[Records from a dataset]
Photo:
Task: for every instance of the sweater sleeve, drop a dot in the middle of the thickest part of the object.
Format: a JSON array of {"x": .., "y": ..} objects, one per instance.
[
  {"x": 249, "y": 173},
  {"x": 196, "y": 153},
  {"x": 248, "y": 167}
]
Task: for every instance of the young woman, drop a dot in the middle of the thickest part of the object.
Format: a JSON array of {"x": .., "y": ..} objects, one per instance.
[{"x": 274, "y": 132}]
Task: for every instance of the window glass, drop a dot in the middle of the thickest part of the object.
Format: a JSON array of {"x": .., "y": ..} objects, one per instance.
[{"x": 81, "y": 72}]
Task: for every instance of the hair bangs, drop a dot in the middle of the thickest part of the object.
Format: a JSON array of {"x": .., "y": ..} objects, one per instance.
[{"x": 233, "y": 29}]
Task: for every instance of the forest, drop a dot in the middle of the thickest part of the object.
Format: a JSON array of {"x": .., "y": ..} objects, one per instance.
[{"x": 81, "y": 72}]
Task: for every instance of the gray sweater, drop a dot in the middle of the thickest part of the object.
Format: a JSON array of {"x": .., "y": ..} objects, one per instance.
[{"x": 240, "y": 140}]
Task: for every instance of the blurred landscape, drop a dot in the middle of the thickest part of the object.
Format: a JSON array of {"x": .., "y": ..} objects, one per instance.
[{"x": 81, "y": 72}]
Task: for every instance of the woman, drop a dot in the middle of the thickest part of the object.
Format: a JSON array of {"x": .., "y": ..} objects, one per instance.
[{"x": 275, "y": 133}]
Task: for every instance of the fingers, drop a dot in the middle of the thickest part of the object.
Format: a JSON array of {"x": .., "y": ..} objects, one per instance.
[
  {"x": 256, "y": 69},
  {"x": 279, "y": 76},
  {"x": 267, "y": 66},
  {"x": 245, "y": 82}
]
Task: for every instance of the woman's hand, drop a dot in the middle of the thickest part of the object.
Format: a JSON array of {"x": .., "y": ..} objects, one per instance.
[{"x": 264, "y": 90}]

• Aim: Would you reproduce the material above in full, exactly as given?

• Response below:
Photo:
Task: for every instance of the sweater sleeve, drop a dot in the middle of the thickest part of the object.
Format: a JSON array of {"x": .., "y": ..} objects, one per instance.
[
  {"x": 249, "y": 173},
  {"x": 196, "y": 153},
  {"x": 248, "y": 167}
]
Task: for every instance of the young woman, drop a dot in the middle of the thickest part of the object.
Format: a JSON array of {"x": .., "y": ..} objects, one per instance.
[{"x": 274, "y": 132}]
Task: for every instance of the window glass, drop a dot in the middle of the thickest part of the object.
Format: a JSON array of {"x": .., "y": ..} objects, one per instance.
[{"x": 81, "y": 72}]
Task: for every instance of the hair bangs, drop a dot in the middle of the thickest part of the object.
Format: a JSON array of {"x": .., "y": ..} objects, one per instance.
[{"x": 233, "y": 29}]
Task: for every instance of the forest, drop a dot in the middle of the thickest part of the object.
Format: a JSON array of {"x": .., "y": ..} objects, one per instance.
[{"x": 81, "y": 72}]
Task: for every instance of the gray sweater, drop a dot in the middle of the thickest part of the object.
Format: a JSON array of {"x": .., "y": ..} objects, one per instance.
[{"x": 240, "y": 140}]
Task: for every instance of the blurred landscape, drop a dot in the middle of the thickest part of the object.
Format: a JSON array of {"x": .., "y": ..} objects, one per instance.
[{"x": 81, "y": 72}]
Task: for every instance of the woman, drop a dot in the middle of the thickest part of the object.
Format: a JSON array of {"x": .., "y": ..} objects, one per instance.
[{"x": 275, "y": 133}]
Task: for every instance of the fingers, drop a dot in the middle of the thickest part of the object.
Format: a JSON array of {"x": .., "y": ..} objects, one per instance.
[
  {"x": 256, "y": 69},
  {"x": 279, "y": 76},
  {"x": 267, "y": 66},
  {"x": 245, "y": 82}
]
Task: for every instance of the woman's hand, drop a dot in the middle of the thickest part of the object.
Format: a JSON array of {"x": .., "y": ..} objects, one per instance.
[{"x": 264, "y": 90}]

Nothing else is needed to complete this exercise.